Excerpt provided »
Select images above for banknotes of Egypt.
Egypt is ancient, breathtakingly ancient.
Egypt has been invaded and conquered many times, say our encyclopedias. The elders smile, the old men sigh, and the Sphinx remains, poised, unmoved, resting, waiting. The pyramids point, mark, remind, as the simplest of mathematical constructs. Egypt has never been conquered.
From the Crisis over the Suez (1882) to the Suez Crisis (1956) – Colonialism through the 20th century Great War…
The Suez canal had opened in 18691, with great international fanfare, just six months after the completion of the Trans Continental Railroad.2 The combined openings dramatically adjusted costs of trade and brought the world closer. Just 4 years later Jules Verne published Around the World in 80 Days in which his protagonist, Phileas Fogg, made use of these dramatic advances to accomplish his record journey. The Suez Canal soon assumed the world-wide strategic significance as we know it today.

Source material »

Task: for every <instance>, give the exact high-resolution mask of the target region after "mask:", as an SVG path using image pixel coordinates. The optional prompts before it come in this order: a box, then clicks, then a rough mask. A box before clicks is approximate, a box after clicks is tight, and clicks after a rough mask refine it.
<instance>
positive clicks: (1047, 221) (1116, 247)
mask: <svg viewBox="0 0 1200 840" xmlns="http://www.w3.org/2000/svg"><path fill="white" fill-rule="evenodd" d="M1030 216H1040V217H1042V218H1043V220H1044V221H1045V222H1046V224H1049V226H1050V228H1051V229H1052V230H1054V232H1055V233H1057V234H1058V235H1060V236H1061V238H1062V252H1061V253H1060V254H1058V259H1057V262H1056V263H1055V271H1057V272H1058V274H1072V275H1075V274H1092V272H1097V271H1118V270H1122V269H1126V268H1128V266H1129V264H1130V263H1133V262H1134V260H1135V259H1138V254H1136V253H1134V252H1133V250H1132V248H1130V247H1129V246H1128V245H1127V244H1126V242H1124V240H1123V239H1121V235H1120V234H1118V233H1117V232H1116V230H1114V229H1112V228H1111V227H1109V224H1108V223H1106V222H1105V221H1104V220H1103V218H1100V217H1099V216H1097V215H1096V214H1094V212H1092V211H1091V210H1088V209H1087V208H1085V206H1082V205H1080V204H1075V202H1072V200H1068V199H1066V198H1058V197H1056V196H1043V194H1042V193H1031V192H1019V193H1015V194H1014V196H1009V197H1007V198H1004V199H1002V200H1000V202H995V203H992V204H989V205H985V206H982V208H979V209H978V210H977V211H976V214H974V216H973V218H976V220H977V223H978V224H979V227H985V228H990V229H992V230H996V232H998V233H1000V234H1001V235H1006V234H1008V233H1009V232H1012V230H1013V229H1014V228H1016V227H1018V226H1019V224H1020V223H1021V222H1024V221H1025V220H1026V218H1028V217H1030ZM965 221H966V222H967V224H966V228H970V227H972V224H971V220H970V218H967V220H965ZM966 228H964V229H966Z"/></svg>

Try it » Continue the piece on Egypt and the Suez Canal from its final sentence.

Response to this exercise »
Unsurprisingly, the cost to complete the canal was double the cost estimated. The subsequent indebted Egyptian ruler sold Egypt’s shares, 44% of the total of the Suez Canal Company, to Great Britain which had opposed the project during construction.3
The cost of the Suez increased the debt burden upon the already distressed Egyptian economy. Soon, Egypt sold its 44% share to Great Britain, and in addition to other measures, increased taxes upon the people. To protect their interests, France and now Great Britain too, increasingly meddled in Egyptian affairs. In those days, a colonel in the army named Urabi, rose up and led a nationalist revolt4 seeking to curb the European influence, especially of France and Great Britain.
Great Britain invaded Egypt, and defeated Urabi at Tel el-Kebir September 13, 1882. The intervention was ostensibly at the invitation of the Egyptian ruler, but certainly also to secure its own interests, as well as prevent default on the British loan for shares in the Suez canal. The British presence, ostensibly for just a short while, extended until finally expelled by Egypt in 1956, almost a hundred years later, the decade following WW2.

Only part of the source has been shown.